Basically anyone that wants to sell a guitar is limited to..

"Guitar. It has strings. You like"


----------



## Wardo (Feb 5, 2010)

Sounds like a hundred weight of manure.


----------



## guitarman2 (Aug 25, 2006)

Mark Brown said:


> Sooooooo.....
> 
> Basically anyone that wants to sell a guitar is limited to..
> 
> "Guitar. It has strings. You like"


Its about the only thing that would make sense. All the buzz terms that are used to help sell a guitar are meaningless as we all have a different idea of what they mean. I can't even say "its set up and plays beautiful" as a guitar setup can be so different for everyone. For me all I need is a description of the guitar and disclosure of any issues\dings, etc.


----------



## jimmythegeek (Apr 17, 2012)

If I never hear the term “transparent overdrive” again it sure would be swell:


----------



## Hammerhands (Dec 19, 2016)

Try to describe one of your guitars.


----------



## BlueRocker (Jan 5, 2020)

[Dataset records]
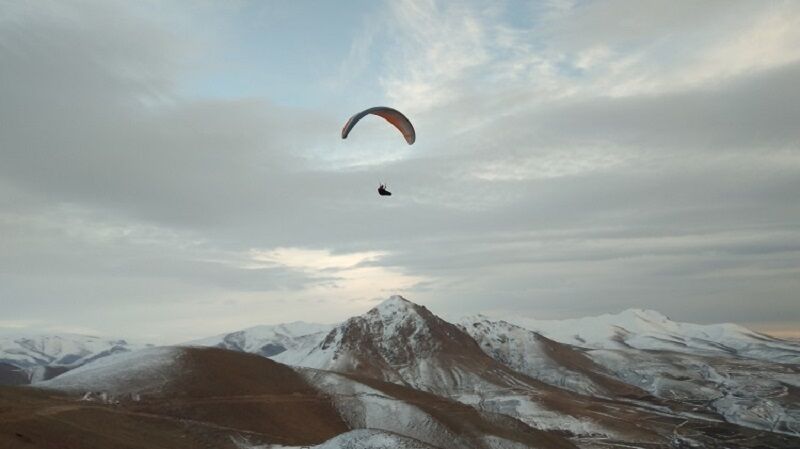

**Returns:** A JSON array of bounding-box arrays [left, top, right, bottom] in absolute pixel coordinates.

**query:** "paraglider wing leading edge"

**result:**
[[342, 106, 417, 145]]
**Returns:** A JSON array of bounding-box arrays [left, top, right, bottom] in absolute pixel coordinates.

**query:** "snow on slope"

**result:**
[[35, 347, 181, 396], [505, 309, 800, 364], [184, 321, 334, 357], [0, 334, 147, 381], [235, 429, 438, 449], [588, 349, 800, 435], [300, 369, 573, 449], [274, 296, 636, 435], [273, 296, 512, 394], [459, 315, 644, 397]]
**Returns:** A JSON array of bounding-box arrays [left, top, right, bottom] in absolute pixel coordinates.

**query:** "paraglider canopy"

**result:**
[[342, 106, 417, 145]]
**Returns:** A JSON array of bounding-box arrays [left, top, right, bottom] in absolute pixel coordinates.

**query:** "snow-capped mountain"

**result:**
[[461, 311, 800, 435], [184, 321, 334, 357], [262, 296, 720, 440], [273, 296, 520, 393], [460, 315, 645, 397], [505, 309, 800, 364], [0, 334, 147, 383], [37, 347, 574, 449]]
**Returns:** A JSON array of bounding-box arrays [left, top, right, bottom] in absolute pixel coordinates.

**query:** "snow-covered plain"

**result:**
[[184, 321, 334, 357], [0, 334, 148, 381], [501, 309, 800, 364], [234, 429, 438, 449], [35, 347, 181, 396]]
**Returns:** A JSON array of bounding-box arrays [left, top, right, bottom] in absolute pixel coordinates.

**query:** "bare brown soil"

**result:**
[[347, 374, 577, 449], [0, 348, 350, 449]]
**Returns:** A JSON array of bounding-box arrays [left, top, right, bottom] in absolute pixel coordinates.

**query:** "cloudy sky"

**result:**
[[0, 0, 800, 343]]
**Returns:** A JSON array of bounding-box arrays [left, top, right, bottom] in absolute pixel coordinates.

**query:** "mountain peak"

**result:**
[[367, 295, 420, 317]]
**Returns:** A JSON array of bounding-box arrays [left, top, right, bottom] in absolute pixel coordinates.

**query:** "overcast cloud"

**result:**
[[0, 0, 800, 343]]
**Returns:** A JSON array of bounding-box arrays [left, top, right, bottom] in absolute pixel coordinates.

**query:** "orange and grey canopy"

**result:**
[[342, 106, 417, 145]]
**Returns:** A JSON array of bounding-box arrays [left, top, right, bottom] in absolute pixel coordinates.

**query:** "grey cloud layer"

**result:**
[[0, 2, 800, 339]]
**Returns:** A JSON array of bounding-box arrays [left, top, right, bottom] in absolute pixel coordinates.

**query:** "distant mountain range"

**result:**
[[0, 296, 800, 449]]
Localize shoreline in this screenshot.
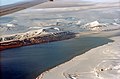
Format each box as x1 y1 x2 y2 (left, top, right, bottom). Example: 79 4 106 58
36 29 120 79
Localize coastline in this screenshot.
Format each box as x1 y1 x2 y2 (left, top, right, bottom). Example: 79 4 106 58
36 29 120 79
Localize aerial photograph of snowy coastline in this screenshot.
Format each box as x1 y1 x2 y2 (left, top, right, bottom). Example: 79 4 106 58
0 0 120 79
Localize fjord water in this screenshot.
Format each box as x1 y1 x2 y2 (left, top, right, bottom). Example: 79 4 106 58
1 36 112 79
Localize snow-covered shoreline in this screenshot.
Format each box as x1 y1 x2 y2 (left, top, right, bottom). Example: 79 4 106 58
36 32 120 79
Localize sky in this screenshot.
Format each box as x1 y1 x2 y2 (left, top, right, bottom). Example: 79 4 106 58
0 0 29 6
0 0 120 6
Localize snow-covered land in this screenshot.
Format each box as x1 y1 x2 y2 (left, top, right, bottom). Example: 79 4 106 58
36 36 120 79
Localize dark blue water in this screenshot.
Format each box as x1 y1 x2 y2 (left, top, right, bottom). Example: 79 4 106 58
1 37 112 79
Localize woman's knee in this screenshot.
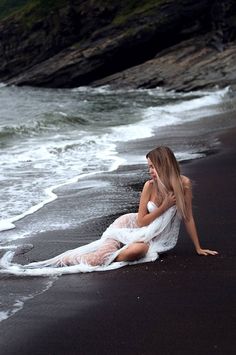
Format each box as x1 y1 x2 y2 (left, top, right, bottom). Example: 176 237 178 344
116 243 148 261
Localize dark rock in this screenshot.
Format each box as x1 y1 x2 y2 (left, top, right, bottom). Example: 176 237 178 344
0 0 236 90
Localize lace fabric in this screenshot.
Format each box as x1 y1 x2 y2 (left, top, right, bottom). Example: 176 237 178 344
0 201 180 275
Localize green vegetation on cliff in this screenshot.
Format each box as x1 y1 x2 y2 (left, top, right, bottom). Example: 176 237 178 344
0 0 67 22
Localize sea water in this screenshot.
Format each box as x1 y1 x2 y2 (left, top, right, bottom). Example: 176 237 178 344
0 85 235 320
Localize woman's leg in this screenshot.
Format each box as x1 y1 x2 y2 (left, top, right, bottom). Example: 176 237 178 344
115 242 149 261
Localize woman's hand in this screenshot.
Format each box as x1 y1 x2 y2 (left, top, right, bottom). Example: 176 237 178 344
162 192 176 211
196 248 218 256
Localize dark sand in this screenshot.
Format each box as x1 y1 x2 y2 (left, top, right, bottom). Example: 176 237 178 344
0 126 236 355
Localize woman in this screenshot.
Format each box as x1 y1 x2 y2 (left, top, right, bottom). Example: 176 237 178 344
2 146 217 273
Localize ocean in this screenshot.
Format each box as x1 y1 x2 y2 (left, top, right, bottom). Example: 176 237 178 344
0 84 235 321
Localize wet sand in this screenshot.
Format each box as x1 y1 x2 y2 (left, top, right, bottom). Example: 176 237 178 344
0 126 236 355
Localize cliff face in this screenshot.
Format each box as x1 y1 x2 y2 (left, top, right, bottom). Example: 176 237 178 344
0 0 236 90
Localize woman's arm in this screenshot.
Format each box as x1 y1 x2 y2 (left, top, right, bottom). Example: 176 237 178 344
138 180 175 227
184 177 218 255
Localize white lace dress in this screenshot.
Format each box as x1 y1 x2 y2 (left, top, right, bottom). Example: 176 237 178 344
0 201 180 275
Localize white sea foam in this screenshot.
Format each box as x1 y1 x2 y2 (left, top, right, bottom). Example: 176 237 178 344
0 86 232 239
0 275 56 322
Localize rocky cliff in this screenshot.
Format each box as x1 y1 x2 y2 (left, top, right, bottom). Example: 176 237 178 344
0 0 236 91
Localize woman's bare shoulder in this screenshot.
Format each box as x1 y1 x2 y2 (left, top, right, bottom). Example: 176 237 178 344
143 180 153 192
181 175 192 189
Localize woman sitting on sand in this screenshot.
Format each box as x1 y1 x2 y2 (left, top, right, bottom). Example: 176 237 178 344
2 146 217 273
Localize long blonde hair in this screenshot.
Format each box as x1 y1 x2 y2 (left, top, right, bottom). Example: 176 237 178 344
146 146 188 219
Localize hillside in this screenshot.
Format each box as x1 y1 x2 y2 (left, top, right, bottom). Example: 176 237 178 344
0 0 236 91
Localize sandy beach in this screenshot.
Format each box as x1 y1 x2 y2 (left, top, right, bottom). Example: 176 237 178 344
0 121 236 355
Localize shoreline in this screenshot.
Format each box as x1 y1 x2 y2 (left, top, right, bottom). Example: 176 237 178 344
0 121 236 355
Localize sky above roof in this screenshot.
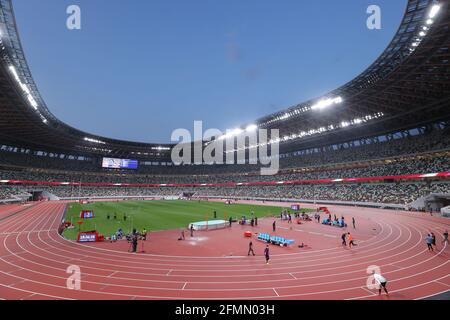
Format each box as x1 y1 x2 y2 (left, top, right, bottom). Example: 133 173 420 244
13 0 406 143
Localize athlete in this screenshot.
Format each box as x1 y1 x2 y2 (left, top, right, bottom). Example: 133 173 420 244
373 271 389 295
247 241 255 256
264 245 270 264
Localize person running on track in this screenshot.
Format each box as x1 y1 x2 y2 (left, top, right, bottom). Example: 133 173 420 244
442 230 449 244
247 241 255 256
348 232 355 248
431 232 437 250
425 234 434 251
264 245 270 264
373 271 389 295
341 233 347 247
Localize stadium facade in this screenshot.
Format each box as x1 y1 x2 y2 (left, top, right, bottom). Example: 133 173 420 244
0 0 450 211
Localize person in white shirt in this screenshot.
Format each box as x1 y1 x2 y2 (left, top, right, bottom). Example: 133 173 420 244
373 271 389 295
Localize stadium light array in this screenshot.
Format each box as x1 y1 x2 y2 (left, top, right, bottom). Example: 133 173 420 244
265 96 344 124
9 66 38 110
245 124 258 132
428 4 441 19
409 3 441 53
225 112 384 153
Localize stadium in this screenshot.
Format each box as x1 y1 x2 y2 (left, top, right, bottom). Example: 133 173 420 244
0 0 450 300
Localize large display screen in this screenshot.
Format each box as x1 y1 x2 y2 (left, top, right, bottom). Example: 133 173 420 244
102 158 138 169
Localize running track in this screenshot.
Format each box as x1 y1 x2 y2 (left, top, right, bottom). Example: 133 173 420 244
0 202 450 300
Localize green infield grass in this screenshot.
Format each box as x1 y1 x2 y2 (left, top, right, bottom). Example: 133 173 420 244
64 200 312 240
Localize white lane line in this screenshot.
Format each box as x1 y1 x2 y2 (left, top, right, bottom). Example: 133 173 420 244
272 288 280 297
435 280 450 287
2 202 446 300
108 271 119 278
20 293 37 300
361 287 376 296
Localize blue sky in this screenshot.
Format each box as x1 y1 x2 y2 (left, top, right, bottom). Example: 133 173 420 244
13 0 406 142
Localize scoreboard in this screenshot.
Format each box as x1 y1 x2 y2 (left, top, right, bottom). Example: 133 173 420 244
102 158 138 170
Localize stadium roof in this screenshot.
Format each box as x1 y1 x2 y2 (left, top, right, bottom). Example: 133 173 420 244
0 0 450 160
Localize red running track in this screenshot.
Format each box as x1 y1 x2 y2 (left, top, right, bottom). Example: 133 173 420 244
0 202 450 300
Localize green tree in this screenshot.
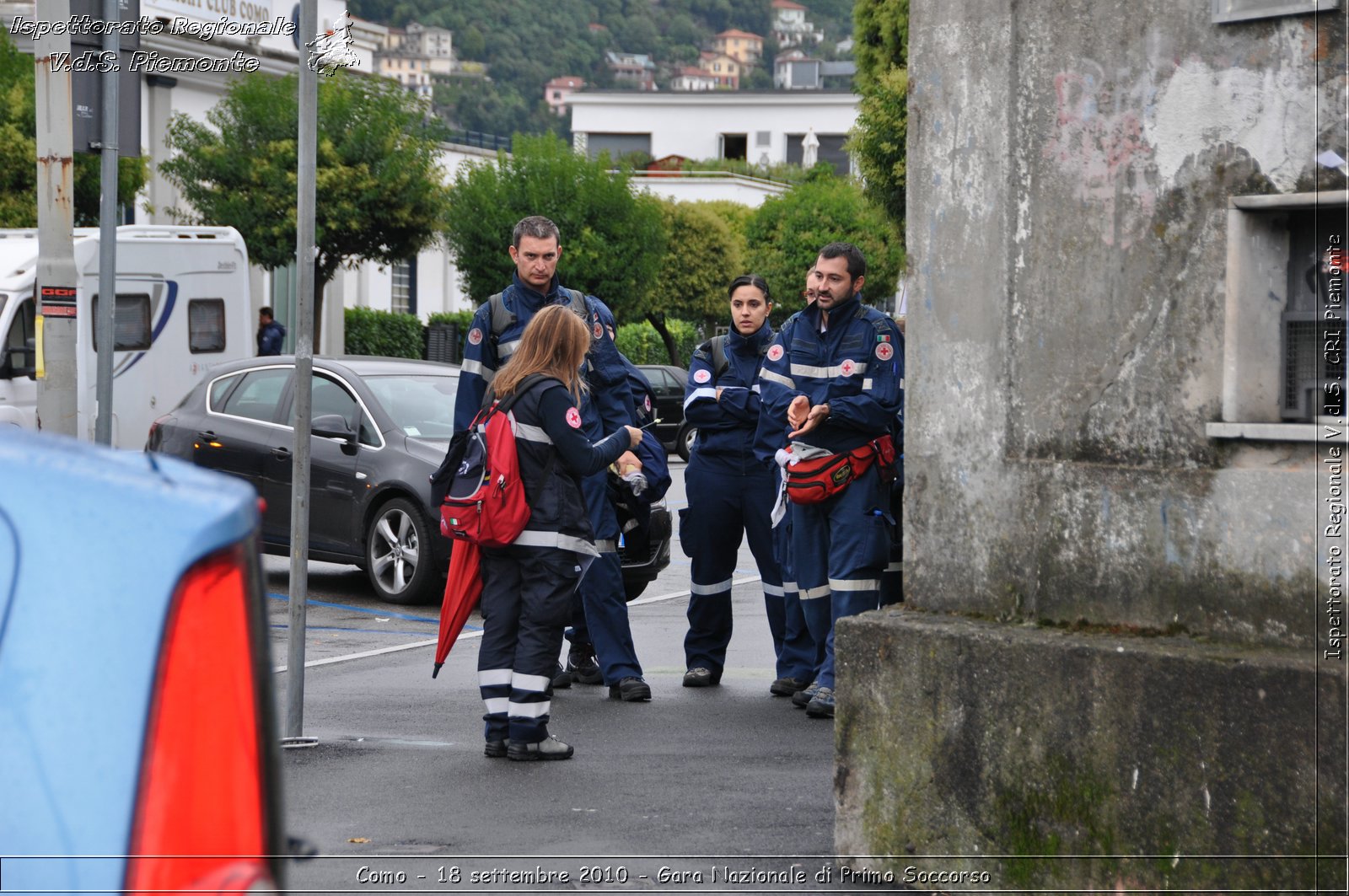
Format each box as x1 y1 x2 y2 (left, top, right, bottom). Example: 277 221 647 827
445 135 676 357
159 74 449 344
848 66 909 227
0 29 147 227
852 0 909 89
746 177 904 319
658 201 744 331
848 0 909 228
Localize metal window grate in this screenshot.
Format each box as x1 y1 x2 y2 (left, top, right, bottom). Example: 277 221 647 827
1283 316 1345 418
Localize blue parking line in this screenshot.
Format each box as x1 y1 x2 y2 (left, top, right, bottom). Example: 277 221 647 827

_Set problem 1:_
Answer these about the forum thread on selling guitars:
(a) What date is shown beside the name Wardo?
(b) What term does jimmythegeek say he would be glad never to hear again?
(c) What does Hammerhands tell readers to try?
_Set problem 2:_ Edit the forum thread passage from "## guitarman2 (Aug" to "any issues\dings, etc.", putting "catchphrases" in place of "buzz terms".
_Set problem 3:_ Proceed with the forum thread on describing guitars for sale, starting after its final line.
The material here is separate from the forum thread.

_Exercise answer 1:_
(a) Feb 5, 2010
(b) "transparent overdrive"
(c) To describe one of their guitars.

_Exercise answer 2:_
## guitarman2 (Aug 25, 2006)

Mark Brown said:


> Sooooooo.....
> 
> Basically anyone that wants to sell a guitar is limited to..
> 
> "Guitar. It has strings. You like"


Its about the only thing that would make sense. All the catchphrases that are used to help sell a guitar are meaningless as we all have a different idea of what they mean. I can't even say "its set up and plays beautiful" as a guitar setup can be so different for everyone. For me all I need is a description of the guitar and disclosure of any issues\dings, etc.

_Exercise answer 3:_
Tele on steroids

And I second "fiddle" being used in any way to describe a guitar makes me want to vomit.


----------



## Okay Player (May 24, 2020)

jimmythegeek said:


> If I never hear the term “transparent overdrive” again it sure would be swell:


"Unclouded" it is.


----------



## Grab n Go (May 1, 2013)

guitarman2 said:


> For me all I need is a description of the guitar and disclosure of any issues\dings, etc.


True. Just the facts is okay too. Unless it's really rare, I can usually look up the specs and check out some videos.



Mark Brown said:


> Basically anyone that wants to sell a guitar is limited to..
> 
> "Guitar. It has strings. You like"


😆
Hyperbole. Little bit, I like. Is nice.


----------



## Kenmac (Jan 24, 2007)

"Oozing with Mojo." Also referring to pickups as sounding "creamy" or "chewy".


----------



## Doug Gifford (Jun 8, 2019)

… plays like a bowel movement after iron supplement pills…


----------



## tdotrob (Feb 24, 2019)

“New old stock” seems to be a buzzword these days to fleece people out of more money for used items. 

news flash, if you bought it and brought it home, it’s USED.


----------



## Rollin Hand (Jul 12, 2012)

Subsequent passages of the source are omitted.